[START GIVEN TEXT]

Carol and I are retired now and have looked forward to longer escapes from winter for many years. Tired of the polar vortex conditions this winter, we went to Florida before Christmas. We enjoyed many days fishing out on the water and hiking in the Lower Suwannee and Cedar Keys National Wildlife Refuge, exploring the "Nature Coast." The Gulf Coast of Florida in January isn't very warm much of the time. It froze a few nights and the locals were chilling.
After six weeks in Florida where it was unseasonably cool but pleasant, Carol and I returned home and had to acclimate to winter again. Now we are heading back south to Belize where we have gone on winter breaks nearly every year since 1990. We look forward to temperatures in the 80s, sun, trade wind rattling the coconut trees and seeing our Belizean friends again. Of course I'm writing this with great anticipation after another below zero morning outside walking the dog and getting in firewood.
There's not a lot to do in Suwannee, Fla., that doesn't involve going out on the water and fishing. Each evening we consult the tide chart to see when the low and high tides will be the next day. We are staying on the Suwannee River-side of town so our dock is in fresh water. The tidal range is 3-4 feet. The first night we were here, our boat was pinned under the dock on a rising tide. When I went out to check it at night, water was nearing the starboard gunwale. I pried the boat out from under the dock and it flopped back to its normal floating position.

[END GIVEN TEXT]
[START RECORDS PROVIDED]

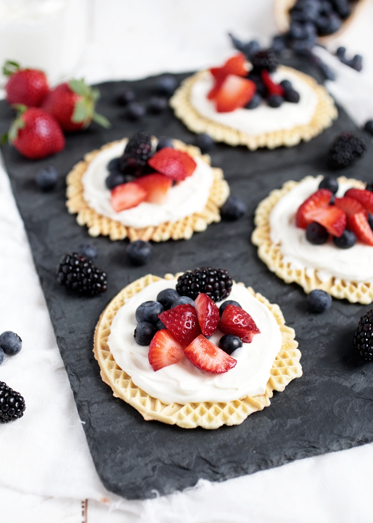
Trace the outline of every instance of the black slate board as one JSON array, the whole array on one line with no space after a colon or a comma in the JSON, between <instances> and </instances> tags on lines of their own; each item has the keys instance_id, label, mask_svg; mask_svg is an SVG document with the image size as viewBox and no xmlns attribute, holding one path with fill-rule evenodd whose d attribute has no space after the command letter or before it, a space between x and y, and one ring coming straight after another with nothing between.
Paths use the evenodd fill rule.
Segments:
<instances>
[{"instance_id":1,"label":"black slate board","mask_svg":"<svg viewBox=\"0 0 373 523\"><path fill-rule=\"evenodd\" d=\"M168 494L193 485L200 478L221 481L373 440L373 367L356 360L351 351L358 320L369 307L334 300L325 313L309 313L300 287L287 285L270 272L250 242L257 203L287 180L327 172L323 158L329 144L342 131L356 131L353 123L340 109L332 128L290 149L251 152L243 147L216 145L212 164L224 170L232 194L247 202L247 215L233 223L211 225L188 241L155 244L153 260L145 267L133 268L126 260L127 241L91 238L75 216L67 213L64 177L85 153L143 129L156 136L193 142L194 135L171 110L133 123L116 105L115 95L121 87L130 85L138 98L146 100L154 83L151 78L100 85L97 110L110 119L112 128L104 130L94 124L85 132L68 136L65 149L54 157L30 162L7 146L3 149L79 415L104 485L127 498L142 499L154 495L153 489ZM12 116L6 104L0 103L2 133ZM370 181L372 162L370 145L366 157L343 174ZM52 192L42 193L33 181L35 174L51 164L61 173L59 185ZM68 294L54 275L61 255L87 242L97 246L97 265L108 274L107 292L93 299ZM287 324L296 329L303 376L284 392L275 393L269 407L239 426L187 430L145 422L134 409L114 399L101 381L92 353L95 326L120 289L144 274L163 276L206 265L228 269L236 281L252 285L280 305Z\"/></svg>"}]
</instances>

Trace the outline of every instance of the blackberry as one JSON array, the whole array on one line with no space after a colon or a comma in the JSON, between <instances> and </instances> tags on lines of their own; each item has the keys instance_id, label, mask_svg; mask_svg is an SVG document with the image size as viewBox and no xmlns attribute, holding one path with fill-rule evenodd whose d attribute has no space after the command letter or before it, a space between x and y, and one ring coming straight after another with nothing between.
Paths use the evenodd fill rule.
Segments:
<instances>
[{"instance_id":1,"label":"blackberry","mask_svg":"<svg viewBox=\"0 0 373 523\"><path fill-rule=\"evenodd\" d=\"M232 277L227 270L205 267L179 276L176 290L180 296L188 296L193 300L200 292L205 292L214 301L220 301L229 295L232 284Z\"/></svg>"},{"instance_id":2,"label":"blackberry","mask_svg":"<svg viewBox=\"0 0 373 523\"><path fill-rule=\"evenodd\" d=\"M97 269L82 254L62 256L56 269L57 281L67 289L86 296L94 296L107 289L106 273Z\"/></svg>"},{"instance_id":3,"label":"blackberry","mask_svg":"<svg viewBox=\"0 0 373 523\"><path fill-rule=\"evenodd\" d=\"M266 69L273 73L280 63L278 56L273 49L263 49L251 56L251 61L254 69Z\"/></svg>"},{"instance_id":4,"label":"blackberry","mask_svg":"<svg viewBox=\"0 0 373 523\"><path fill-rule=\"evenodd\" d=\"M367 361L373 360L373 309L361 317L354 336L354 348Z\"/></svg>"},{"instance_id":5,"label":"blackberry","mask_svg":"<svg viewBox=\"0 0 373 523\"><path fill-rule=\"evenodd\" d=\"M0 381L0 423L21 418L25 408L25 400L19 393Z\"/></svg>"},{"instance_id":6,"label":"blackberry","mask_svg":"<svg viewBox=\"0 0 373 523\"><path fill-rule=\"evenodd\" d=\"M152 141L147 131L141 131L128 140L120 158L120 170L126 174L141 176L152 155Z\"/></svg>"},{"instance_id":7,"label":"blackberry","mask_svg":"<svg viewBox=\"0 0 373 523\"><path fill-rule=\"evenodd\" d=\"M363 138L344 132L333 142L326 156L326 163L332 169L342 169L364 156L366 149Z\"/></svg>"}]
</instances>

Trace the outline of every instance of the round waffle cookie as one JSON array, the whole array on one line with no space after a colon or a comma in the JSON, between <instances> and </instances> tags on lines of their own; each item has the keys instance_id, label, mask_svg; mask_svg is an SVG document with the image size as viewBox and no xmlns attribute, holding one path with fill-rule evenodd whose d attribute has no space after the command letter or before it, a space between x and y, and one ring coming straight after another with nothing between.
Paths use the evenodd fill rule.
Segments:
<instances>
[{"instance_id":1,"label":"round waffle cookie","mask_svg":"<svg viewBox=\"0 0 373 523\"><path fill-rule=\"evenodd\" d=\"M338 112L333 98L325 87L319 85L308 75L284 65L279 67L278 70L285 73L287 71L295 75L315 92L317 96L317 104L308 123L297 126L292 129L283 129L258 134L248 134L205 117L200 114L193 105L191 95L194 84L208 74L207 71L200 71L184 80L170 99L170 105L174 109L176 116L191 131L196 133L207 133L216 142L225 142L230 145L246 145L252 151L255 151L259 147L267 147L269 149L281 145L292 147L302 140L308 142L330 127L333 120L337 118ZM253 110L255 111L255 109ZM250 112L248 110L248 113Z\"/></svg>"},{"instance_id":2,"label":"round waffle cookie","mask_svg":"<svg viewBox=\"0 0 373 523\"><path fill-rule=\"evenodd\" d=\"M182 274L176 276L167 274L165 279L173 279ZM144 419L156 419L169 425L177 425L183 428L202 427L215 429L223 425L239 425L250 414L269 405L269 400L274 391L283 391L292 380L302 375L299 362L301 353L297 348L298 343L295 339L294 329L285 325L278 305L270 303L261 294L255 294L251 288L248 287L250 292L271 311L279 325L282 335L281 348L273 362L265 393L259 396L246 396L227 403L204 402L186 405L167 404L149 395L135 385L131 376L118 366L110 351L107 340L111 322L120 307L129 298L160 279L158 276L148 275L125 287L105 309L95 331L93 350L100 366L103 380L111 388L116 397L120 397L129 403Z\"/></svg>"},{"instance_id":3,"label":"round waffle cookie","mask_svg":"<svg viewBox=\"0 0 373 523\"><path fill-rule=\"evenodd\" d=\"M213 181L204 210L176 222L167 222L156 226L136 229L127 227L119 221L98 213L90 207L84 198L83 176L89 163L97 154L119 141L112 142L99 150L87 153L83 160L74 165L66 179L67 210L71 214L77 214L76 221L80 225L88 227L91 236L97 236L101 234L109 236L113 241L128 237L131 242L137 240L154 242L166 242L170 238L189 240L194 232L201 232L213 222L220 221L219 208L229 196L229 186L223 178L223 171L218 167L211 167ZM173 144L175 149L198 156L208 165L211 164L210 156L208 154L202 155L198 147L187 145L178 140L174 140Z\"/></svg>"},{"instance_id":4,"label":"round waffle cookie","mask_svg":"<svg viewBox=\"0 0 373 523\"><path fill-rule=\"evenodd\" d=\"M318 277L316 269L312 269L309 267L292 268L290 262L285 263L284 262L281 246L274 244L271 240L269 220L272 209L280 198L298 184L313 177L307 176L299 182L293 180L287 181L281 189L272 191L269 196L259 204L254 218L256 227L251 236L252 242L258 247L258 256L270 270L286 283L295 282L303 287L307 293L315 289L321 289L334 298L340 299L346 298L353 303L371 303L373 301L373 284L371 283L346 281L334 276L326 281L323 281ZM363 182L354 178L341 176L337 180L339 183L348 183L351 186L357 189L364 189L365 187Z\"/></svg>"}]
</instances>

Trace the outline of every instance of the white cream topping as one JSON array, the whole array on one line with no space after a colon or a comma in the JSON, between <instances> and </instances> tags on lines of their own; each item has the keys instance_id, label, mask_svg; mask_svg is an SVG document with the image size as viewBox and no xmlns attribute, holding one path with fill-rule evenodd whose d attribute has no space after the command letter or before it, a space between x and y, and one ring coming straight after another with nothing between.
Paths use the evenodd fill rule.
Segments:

[END RECORDS PROVIDED]

TASK: Repeat the winter travel passage from "There's not a" through "normal floating position.", swapping "dock" for "pier". The records are separate material and have no connection to the winter travel passage.

SOLUTION TO THIS EXERCISE:
There's not a lot to do in Suwannee, Fla., that doesn't involve going out on the water and fishing. Each evening we consult the tide chart to see when the low and high tides will be the next day. We are staying on the Suwannee River-side of town so our pier is in fresh water. The tidal range is 3-4 feet. The first night we were here, our boat was pinned under the pier on a rising tide. When I went out to check it at night, water was nearing the starboard gunwale. I pried the boat out from under the pier and it flopped back to its normal floating position.